A sequence of records:
* * *

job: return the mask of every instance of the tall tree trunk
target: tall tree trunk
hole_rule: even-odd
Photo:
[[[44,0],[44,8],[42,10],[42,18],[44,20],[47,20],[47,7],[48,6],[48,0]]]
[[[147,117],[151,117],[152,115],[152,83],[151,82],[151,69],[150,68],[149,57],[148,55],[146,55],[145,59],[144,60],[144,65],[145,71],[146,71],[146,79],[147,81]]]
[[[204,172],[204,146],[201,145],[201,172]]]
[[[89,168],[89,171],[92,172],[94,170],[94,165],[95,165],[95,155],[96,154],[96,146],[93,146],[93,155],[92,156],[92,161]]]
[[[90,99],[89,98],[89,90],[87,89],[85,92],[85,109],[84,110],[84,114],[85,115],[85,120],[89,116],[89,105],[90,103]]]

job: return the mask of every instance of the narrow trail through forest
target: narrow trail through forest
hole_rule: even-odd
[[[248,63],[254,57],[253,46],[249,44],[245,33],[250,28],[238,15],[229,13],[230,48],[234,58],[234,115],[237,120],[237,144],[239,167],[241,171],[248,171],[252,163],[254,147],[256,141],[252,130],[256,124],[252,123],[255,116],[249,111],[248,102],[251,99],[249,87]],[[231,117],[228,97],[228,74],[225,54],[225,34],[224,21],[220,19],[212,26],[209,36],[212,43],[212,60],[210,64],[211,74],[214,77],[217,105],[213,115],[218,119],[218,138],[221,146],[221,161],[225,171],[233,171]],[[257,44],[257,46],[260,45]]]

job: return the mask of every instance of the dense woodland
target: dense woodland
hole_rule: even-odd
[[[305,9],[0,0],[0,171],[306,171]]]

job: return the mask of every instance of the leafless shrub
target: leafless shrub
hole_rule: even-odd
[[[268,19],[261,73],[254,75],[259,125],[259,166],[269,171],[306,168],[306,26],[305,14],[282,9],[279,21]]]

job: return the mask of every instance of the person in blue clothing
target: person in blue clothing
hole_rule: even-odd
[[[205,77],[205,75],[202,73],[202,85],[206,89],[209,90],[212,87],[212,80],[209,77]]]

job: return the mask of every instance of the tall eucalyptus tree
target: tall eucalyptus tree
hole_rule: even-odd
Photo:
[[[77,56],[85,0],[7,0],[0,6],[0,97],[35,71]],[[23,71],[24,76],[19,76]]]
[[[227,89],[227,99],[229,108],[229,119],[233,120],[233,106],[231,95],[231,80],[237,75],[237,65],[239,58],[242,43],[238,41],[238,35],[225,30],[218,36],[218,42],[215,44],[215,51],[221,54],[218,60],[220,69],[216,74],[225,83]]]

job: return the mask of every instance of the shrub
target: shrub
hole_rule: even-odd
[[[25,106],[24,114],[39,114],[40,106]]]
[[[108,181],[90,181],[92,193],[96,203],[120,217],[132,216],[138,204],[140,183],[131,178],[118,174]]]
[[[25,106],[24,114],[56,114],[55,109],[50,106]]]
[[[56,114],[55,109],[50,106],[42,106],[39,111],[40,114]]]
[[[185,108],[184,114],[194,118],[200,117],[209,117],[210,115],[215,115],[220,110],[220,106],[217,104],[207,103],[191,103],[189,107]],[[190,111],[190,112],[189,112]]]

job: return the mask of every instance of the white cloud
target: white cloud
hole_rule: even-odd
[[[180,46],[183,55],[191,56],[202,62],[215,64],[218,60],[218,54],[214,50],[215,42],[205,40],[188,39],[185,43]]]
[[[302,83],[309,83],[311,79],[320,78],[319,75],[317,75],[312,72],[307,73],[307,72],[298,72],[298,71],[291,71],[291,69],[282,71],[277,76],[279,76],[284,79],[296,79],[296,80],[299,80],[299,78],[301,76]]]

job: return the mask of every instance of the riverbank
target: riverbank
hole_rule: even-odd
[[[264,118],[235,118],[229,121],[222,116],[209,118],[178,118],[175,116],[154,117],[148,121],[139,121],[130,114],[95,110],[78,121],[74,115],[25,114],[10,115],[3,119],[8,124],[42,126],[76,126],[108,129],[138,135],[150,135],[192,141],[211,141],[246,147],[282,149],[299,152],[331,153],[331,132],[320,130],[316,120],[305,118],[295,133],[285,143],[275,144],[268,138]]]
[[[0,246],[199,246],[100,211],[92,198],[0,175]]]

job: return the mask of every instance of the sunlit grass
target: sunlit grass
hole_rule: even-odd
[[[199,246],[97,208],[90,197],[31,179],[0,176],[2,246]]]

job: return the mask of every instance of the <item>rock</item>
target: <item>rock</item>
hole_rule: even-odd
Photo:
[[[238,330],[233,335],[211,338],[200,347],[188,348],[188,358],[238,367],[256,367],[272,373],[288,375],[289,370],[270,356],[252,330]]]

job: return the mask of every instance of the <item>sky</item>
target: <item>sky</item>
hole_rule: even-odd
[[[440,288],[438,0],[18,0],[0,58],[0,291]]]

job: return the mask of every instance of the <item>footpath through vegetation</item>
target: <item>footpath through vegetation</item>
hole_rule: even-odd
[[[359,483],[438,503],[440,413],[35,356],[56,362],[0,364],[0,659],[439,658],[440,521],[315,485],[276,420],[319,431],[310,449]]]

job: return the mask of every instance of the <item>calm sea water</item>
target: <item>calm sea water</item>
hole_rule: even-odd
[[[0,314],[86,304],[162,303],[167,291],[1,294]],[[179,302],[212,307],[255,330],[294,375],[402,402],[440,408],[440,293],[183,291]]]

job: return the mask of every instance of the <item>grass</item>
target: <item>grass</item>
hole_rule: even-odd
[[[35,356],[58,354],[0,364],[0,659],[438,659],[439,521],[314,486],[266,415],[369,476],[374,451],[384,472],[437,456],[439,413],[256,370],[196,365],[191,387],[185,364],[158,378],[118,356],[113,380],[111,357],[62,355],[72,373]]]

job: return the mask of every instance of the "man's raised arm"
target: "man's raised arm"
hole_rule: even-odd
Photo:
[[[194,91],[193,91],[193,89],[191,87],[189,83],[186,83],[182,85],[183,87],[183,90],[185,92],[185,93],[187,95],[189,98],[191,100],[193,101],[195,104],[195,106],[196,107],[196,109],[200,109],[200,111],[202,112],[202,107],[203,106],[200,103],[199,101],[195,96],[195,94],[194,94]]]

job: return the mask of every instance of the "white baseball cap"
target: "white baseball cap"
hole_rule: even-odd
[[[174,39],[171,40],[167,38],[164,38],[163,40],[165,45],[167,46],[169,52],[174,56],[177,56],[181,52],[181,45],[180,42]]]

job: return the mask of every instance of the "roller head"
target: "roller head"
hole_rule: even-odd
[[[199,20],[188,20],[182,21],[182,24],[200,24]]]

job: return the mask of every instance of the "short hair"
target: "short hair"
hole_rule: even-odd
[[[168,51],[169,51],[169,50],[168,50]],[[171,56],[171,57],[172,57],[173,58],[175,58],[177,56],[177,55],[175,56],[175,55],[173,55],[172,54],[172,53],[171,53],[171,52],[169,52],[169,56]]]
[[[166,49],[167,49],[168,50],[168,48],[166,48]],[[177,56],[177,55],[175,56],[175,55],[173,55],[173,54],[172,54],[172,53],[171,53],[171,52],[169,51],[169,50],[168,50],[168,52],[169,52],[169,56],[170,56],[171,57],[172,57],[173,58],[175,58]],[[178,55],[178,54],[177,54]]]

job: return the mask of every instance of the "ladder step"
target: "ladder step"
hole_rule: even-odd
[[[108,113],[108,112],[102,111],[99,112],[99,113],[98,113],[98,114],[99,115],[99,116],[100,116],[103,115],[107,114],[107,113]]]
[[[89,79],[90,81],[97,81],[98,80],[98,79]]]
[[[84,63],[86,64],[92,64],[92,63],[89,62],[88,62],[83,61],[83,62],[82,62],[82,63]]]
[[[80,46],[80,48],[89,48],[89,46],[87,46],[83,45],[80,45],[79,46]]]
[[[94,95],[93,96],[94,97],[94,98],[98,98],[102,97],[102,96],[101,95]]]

* * *

(Required task):
Rewrite the lines between the one containing "job: return the mask of every instance of the white" and the one containing "[[[199,246],[97,208],[90,197],[31,179],[0,176],[2,246]]]", inclusive, as a JSON list of strings with one string per line, and omit blank lines.

(Answer for the task):
[
  "job: return the mask of every instance of the white cloud",
  "target: white cloud",
  "hole_rule: even-odd",
  "[[[180,46],[183,55],[191,56],[202,62],[215,64],[218,60],[218,54],[214,50],[215,42],[205,40],[188,39],[185,43]]]",
  "[[[302,83],[309,83],[311,79],[320,78],[319,75],[317,75],[312,72],[307,73],[307,72],[298,72],[298,71],[291,71],[291,69],[282,71],[277,76],[279,76],[284,79],[296,79],[296,80],[299,80],[299,78],[301,76]]]",
  "job: return the mask of every instance of the riverbank",
  "target: riverbank",
  "hole_rule: even-odd",
  "[[[264,118],[235,118],[229,121],[222,116],[209,118],[178,118],[175,116],[154,117],[148,121],[139,121],[130,114],[95,110],[78,121],[74,115],[25,114],[10,115],[3,119],[8,124],[42,126],[76,126],[108,129],[138,135],[150,135],[192,141],[211,141],[246,147],[282,149],[299,152],[331,153],[331,132],[320,130],[316,120],[305,118],[295,133],[285,143],[275,144],[268,138]]]",
  "[[[0,246],[199,246],[100,211],[92,198],[0,175]]]",
  "job: return the mask of every instance of the sunlit grass",
  "target: sunlit grass",
  "hole_rule: even-odd",
  "[[[199,246],[97,208],[90,197],[31,179],[0,176],[2,246]]]"
]